# [Exercise brief]
Pick up the article about Bhutan's election below after its final sentence and continue it for a few more paragraphs.

# [Article]
━━━━━━━━━━━━━━━━━━━━━━━━━━━━━━
And no one, apart from the king who is giving up his power, seems happy about it.
Candidates proudly call themselves monarchists. Party workers describe the vote as "heartbreaking." Voters fret about what will become of the Land of the Thunder Dragon when it trades its Precious Ruler for politicians.
Bhutan has long been an eccentric holdout from modernity - a mountainous land where Buddhist kings reigned supreme, only allowing the Internet and television in 1999 and coming up with the idea of Gross National Happiness, an all-encompassing political philosophy that seeks to balance material progress with spiritual well-being.
Unlike the upheavals that have so often been the midwives of democracy around the world, Bhutan has never been more peaceful or prosperous; it's only voting because the king said it should.
"No one wants this election," said Yeshi Zimba, one of the candidates, as he campaigned door-to-door in the capital, Thimpu. "His Majesty has guided us this far, and people are asking, 'Why change now?"'
After the election, the king, 28-year-old Jigme Keshar Namgyal Wangchuck, will remain head of state and will likely retain much influence.
━━━━━━━━━━━━━━━━━━━━━━━━━━━━━━
# [Data records]
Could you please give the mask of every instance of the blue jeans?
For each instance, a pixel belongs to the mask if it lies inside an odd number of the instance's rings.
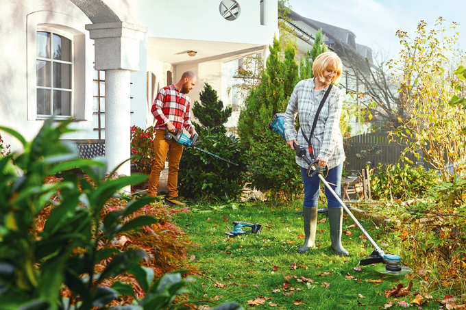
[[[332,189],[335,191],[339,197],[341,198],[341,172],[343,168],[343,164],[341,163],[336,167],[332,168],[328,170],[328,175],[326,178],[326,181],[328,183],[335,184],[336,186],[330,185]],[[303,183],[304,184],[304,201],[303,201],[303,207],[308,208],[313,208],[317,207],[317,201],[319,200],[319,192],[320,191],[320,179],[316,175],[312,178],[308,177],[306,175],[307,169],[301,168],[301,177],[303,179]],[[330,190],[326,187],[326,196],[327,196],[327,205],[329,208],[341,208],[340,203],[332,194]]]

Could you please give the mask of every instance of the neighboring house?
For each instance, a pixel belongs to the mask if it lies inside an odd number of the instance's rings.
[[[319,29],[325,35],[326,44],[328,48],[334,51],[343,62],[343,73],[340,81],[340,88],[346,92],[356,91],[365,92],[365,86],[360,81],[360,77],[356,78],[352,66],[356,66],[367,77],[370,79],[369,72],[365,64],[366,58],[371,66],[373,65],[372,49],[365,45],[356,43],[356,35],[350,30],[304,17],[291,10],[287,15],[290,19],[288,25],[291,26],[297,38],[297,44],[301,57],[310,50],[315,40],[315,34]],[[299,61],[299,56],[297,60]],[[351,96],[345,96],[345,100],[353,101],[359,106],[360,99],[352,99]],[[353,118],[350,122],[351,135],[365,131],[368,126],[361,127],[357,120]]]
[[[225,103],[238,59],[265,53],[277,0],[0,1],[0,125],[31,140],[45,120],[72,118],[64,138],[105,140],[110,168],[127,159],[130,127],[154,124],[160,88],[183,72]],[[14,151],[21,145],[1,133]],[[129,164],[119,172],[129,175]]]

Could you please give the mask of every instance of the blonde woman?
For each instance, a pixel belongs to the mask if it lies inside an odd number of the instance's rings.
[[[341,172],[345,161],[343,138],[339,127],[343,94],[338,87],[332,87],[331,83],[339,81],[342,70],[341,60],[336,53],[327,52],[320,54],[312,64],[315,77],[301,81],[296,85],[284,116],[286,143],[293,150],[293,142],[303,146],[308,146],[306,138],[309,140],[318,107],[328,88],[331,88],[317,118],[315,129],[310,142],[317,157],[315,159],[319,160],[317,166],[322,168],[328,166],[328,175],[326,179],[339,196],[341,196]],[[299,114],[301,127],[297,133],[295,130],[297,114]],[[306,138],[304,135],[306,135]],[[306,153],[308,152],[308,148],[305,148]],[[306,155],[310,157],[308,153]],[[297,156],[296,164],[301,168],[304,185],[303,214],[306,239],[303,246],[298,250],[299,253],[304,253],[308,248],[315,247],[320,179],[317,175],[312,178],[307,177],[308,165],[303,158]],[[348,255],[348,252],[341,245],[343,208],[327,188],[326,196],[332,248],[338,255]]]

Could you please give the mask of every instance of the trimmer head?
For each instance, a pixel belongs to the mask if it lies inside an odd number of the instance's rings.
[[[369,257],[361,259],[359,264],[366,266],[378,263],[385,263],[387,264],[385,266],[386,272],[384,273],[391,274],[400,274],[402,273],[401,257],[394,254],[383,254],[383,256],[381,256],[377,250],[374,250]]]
━━━━━━━━━━━━━━━━━━━━━━━━━━━━━━
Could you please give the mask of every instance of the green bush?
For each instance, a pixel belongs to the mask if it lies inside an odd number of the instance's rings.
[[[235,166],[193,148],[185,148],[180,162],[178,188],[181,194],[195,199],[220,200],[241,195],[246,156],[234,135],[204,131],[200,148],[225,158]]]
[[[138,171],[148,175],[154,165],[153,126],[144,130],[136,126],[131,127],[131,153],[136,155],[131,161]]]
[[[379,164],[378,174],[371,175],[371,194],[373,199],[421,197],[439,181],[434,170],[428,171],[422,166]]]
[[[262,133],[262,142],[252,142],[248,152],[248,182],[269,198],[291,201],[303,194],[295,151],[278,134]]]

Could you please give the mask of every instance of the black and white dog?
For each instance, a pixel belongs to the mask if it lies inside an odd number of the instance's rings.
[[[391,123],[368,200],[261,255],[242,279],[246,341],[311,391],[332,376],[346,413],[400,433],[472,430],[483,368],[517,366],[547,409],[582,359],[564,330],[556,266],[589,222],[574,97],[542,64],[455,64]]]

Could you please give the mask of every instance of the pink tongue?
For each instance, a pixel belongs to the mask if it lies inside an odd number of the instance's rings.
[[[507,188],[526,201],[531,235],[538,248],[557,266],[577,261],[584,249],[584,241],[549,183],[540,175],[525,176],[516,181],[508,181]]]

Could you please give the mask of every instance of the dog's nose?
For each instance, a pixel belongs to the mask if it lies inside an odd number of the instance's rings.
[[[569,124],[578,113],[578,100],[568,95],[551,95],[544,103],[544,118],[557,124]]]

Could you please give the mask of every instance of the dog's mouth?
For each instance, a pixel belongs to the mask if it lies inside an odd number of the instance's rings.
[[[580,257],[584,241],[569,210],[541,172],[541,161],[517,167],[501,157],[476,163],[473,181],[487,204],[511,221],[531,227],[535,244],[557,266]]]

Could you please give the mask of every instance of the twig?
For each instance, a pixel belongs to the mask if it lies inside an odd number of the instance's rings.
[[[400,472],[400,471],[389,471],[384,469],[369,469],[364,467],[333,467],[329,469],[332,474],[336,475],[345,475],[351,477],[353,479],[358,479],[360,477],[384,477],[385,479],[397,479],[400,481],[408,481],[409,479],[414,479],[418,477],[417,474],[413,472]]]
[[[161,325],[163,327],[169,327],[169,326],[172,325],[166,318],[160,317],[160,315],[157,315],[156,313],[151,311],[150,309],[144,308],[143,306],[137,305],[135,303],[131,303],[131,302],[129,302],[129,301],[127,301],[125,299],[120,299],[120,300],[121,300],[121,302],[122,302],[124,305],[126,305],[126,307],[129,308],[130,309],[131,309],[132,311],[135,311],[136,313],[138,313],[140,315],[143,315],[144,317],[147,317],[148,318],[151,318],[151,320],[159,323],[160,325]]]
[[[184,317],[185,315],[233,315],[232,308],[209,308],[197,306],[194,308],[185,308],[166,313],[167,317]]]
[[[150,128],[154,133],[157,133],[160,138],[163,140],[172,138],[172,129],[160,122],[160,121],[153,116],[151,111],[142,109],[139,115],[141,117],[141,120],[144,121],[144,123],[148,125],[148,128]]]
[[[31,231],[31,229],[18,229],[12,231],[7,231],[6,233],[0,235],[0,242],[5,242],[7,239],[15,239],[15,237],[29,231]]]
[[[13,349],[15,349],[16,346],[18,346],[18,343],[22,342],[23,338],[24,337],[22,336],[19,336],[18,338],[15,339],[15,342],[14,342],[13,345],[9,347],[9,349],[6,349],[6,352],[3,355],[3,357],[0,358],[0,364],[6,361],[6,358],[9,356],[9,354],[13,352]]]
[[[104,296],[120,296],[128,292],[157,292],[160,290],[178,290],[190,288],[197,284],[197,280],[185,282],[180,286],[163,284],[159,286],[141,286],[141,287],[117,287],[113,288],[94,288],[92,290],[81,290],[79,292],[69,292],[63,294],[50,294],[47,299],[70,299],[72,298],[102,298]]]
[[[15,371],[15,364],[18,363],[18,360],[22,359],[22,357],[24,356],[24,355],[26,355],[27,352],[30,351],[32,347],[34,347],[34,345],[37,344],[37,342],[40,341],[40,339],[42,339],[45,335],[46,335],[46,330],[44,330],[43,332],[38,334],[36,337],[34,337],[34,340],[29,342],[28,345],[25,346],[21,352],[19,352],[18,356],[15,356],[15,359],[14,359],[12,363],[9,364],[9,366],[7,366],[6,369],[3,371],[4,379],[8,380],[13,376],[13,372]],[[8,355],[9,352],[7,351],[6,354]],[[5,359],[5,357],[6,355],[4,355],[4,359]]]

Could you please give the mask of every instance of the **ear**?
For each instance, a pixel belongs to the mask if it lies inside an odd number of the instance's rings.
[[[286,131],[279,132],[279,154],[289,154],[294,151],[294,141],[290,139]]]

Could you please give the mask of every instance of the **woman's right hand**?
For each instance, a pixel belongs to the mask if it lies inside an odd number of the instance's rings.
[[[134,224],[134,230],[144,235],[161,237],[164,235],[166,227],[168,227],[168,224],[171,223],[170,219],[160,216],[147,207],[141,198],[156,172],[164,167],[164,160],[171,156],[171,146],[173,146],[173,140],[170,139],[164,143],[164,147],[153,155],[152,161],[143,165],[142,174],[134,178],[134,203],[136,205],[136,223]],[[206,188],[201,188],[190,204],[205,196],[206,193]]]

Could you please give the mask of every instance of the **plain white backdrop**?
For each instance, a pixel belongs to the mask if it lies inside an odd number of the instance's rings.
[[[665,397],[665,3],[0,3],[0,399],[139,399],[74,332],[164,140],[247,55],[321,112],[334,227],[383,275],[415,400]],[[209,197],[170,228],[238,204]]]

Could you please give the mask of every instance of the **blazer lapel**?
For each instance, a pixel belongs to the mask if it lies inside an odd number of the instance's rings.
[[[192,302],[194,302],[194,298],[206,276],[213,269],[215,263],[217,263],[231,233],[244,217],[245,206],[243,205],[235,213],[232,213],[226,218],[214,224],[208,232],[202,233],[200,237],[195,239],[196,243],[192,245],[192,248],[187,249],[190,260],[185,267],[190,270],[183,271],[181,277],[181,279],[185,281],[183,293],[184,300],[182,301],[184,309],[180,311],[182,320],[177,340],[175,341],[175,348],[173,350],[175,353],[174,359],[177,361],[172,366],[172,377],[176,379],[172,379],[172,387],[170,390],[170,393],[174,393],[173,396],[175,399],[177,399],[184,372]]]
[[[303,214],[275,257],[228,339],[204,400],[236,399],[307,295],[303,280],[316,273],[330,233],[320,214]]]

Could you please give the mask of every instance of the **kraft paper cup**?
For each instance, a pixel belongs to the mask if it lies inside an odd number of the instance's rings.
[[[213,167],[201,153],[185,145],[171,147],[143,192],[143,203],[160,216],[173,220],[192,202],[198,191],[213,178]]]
━━━━━━━━━━━━━━━━━━━━━━━━━━━━━━
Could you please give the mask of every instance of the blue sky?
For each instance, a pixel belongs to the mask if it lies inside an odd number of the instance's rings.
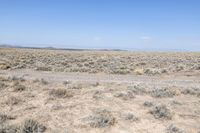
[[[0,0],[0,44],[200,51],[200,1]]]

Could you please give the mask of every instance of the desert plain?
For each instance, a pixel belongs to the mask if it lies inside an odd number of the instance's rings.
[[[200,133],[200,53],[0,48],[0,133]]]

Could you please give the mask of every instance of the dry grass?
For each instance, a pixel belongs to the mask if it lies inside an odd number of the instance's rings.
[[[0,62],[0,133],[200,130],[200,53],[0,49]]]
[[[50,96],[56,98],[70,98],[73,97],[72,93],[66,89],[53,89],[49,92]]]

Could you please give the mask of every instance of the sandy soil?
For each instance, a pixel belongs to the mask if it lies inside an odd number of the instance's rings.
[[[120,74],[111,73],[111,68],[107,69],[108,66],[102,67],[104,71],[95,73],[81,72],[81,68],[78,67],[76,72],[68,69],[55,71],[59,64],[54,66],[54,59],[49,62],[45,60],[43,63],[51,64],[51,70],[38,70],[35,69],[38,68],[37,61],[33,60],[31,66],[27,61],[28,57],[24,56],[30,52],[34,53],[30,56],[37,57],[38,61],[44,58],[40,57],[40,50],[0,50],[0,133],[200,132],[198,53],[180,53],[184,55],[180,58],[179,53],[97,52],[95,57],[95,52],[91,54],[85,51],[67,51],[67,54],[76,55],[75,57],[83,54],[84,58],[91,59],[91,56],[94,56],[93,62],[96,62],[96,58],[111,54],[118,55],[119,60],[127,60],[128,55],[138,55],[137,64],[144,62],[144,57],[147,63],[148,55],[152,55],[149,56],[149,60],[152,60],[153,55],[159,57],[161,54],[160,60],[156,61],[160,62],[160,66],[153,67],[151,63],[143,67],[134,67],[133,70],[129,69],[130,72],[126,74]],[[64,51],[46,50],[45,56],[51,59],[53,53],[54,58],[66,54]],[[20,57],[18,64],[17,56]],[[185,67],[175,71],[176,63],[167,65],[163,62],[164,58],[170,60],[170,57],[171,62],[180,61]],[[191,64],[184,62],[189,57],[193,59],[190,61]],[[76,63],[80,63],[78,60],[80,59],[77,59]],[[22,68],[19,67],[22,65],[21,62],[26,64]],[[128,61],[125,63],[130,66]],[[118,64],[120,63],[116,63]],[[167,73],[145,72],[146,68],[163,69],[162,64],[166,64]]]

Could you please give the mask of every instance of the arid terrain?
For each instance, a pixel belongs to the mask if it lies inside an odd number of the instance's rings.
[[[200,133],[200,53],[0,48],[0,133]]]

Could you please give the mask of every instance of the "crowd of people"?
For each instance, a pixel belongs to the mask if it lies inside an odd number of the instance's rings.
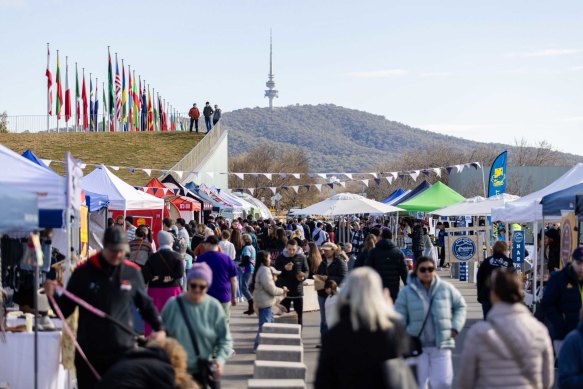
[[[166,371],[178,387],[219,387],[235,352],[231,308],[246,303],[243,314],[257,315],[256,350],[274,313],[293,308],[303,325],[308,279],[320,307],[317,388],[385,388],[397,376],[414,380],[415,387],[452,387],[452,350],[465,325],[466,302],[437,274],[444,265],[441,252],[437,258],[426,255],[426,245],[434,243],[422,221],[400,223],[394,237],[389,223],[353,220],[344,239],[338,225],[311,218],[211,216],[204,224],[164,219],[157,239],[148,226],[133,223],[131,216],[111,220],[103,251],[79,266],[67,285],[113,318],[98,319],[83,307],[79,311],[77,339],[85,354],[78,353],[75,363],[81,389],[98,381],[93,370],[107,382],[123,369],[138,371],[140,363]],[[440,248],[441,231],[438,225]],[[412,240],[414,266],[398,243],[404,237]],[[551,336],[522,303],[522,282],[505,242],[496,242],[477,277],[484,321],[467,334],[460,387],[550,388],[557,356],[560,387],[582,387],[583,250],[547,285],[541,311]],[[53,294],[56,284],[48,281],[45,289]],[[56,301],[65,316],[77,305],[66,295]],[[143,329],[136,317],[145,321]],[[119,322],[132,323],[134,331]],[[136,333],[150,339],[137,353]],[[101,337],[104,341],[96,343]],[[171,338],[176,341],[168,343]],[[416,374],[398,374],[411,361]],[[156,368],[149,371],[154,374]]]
━━━━━━━━━━━━━━━━━━━━━━━━━━━━━━
# [Result]
But elected leaders will be in charge, a fact that worries many here who have seen the disastrous democracies in nearby Nepal and Bangladesh, as well as the often corrupt and chaotic political scene in neighboring India.
"People were looking around at what is happening in South Asia and saying, 'No thank you'," said Kinley Dorji, who runs the state-owned newspaper, Kuensel.
"But His Majesty said you can't leave such a small, vulnerable country in the hands of only one man who was chosen by birth and not by merit."
The Bhutanese are not so sure, and the two political parties both hew closely to the king's vision, promoting Gross National Happiness and featuring leaders who each twice served as prime minister under royal rule.
Monday's vote for the 47-seat National Assembly is the latest step in a slow engagement with the world, which Bhutan began in the early 1960s.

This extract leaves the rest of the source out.